Entries on locating named things>

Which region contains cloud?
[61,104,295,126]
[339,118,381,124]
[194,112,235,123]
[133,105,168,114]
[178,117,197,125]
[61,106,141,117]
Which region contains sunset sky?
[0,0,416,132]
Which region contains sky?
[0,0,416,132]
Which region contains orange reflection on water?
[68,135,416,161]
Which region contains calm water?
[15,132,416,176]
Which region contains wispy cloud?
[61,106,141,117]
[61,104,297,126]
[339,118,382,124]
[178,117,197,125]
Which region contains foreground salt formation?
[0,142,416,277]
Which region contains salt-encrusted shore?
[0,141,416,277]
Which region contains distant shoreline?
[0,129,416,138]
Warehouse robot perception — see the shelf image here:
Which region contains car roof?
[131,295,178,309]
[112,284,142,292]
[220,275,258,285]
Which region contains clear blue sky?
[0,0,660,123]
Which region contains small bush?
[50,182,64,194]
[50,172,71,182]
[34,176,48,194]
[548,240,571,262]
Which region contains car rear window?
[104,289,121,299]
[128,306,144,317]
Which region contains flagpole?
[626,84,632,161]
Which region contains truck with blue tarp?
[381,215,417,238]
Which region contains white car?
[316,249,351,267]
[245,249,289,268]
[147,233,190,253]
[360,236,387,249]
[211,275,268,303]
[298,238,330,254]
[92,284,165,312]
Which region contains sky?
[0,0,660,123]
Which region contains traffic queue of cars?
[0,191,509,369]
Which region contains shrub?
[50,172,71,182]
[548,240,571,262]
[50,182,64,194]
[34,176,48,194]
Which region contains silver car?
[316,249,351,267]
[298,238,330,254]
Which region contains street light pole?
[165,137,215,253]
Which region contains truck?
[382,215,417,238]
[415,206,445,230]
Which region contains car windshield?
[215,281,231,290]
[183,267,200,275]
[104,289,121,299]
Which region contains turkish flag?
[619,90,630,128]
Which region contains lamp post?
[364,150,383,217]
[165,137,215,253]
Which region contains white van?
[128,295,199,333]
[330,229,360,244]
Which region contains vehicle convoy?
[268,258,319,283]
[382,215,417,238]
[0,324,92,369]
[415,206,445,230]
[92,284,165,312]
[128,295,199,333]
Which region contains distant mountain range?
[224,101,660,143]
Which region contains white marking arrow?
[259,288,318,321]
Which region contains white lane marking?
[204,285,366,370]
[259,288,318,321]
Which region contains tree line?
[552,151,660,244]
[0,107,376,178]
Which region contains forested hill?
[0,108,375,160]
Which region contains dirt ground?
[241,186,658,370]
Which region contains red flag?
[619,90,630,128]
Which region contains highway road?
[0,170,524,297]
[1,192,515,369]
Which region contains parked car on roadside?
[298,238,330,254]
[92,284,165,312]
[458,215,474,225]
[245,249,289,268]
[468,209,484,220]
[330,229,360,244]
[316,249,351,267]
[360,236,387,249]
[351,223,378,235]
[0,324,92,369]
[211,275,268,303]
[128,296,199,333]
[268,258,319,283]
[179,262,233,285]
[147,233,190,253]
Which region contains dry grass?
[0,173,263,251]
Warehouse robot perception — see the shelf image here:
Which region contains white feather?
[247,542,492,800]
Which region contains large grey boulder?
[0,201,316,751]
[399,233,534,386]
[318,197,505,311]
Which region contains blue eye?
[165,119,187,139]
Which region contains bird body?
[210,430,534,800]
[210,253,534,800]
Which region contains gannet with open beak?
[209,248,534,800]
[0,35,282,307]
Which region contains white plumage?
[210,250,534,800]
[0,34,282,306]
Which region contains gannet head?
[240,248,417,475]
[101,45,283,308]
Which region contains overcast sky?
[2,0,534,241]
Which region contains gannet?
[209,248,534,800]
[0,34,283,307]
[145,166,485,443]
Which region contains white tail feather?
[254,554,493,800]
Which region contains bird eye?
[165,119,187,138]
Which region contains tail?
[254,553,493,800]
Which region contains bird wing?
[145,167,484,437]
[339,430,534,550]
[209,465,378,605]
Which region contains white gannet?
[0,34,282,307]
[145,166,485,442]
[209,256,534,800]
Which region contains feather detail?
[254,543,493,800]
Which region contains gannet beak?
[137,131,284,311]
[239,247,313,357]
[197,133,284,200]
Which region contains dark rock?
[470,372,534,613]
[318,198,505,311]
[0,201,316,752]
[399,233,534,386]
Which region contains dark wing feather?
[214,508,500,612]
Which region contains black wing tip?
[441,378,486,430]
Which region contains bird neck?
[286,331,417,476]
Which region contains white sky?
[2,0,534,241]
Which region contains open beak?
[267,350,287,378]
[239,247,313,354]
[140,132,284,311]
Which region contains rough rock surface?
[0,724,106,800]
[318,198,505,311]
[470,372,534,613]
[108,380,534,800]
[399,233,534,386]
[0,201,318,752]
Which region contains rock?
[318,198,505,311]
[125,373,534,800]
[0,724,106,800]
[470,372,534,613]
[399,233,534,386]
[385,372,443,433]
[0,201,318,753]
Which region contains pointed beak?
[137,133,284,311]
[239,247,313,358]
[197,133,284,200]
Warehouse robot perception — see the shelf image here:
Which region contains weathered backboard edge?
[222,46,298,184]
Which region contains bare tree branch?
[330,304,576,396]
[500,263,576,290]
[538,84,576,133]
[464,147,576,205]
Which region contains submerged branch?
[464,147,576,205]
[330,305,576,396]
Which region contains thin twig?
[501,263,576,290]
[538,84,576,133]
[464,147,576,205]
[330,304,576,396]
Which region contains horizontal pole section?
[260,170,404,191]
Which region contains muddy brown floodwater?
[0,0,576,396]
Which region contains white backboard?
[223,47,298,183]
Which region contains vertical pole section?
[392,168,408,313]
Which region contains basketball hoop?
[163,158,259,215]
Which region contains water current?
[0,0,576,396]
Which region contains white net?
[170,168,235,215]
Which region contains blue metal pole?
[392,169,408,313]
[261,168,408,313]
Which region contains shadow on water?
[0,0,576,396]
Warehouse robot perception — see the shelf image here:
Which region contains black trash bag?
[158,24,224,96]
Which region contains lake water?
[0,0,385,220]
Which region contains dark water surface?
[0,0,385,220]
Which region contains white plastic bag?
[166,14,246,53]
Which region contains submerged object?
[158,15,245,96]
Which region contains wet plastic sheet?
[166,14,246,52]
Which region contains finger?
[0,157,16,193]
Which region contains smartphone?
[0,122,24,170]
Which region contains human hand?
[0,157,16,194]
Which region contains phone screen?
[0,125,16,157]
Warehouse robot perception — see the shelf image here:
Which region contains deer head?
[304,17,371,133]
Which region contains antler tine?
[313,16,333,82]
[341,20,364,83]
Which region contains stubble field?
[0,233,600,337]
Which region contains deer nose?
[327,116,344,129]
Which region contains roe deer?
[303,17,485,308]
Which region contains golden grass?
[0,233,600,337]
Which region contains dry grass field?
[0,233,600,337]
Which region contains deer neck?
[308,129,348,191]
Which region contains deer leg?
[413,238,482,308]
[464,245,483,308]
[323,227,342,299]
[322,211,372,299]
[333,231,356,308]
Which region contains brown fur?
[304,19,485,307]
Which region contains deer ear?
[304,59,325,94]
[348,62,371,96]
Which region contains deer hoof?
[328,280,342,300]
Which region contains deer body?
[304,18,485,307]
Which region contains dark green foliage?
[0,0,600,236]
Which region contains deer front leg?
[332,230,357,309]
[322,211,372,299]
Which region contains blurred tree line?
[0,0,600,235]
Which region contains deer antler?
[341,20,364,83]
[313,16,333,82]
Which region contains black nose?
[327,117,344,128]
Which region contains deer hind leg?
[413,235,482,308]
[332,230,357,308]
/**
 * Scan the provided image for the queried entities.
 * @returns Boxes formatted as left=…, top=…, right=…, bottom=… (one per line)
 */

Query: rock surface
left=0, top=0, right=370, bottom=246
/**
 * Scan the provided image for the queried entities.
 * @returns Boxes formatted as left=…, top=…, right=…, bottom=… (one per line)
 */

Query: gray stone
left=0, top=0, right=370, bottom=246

Work required>
Reproduce, without any change, the lines of the data above, starting at the line that contains "Which region contains white net?" and ending at the line that contains "[328,280,342,300]".

Output for this task>
Which region contains white net?
[170,168,235,215]
Which region contains blue metal pole?
[392,169,408,313]
[261,168,408,313]
Which region contains shadow on water?
[0,0,576,396]
Warehouse robot perception — see the shelf image here:
Which region contains black trash bag?
[158,24,224,96]
Which region contains lake water?
[0,0,385,220]
Which region contains dark water surface?
[0,0,385,220]
Which region contains white plastic bag?
[166,14,246,53]
Which region contains submerged object?
[158,15,245,96]
Which region contains wet plastic sheet?
[166,14,246,52]
Which region contains finger?
[0,157,16,193]
Which region contains smartphone?
[0,122,24,170]
Which region contains human hand?
[0,157,16,194]
Which region contains phone screen?
[0,125,16,157]
Warehouse robot perception — see the shelf image here:
Which region contains deer head?
[304,17,371,133]
Which region contains antler tine?
[313,16,333,82]
[341,20,364,83]
Which region contains stubble field?
[0,233,600,337]
Which region contains deer nose?
[327,116,344,129]
Which region contains roe deer?
[303,17,485,308]
Which region contains golden grass?
[0,233,600,337]
Which region contains dry grass field?
[0,233,600,337]
Which region contains deer neck?
[308,129,348,191]
Which region contains deer leg?
[413,238,482,308]
[464,245,483,308]
[323,227,342,299]
[322,211,372,299]
[333,231,356,308]
Which region contains brown fur?
[304,19,485,307]
Which region contains deer ear?
[304,59,325,94]
[348,62,371,96]
Which region contains deer hoof?
[328,280,342,300]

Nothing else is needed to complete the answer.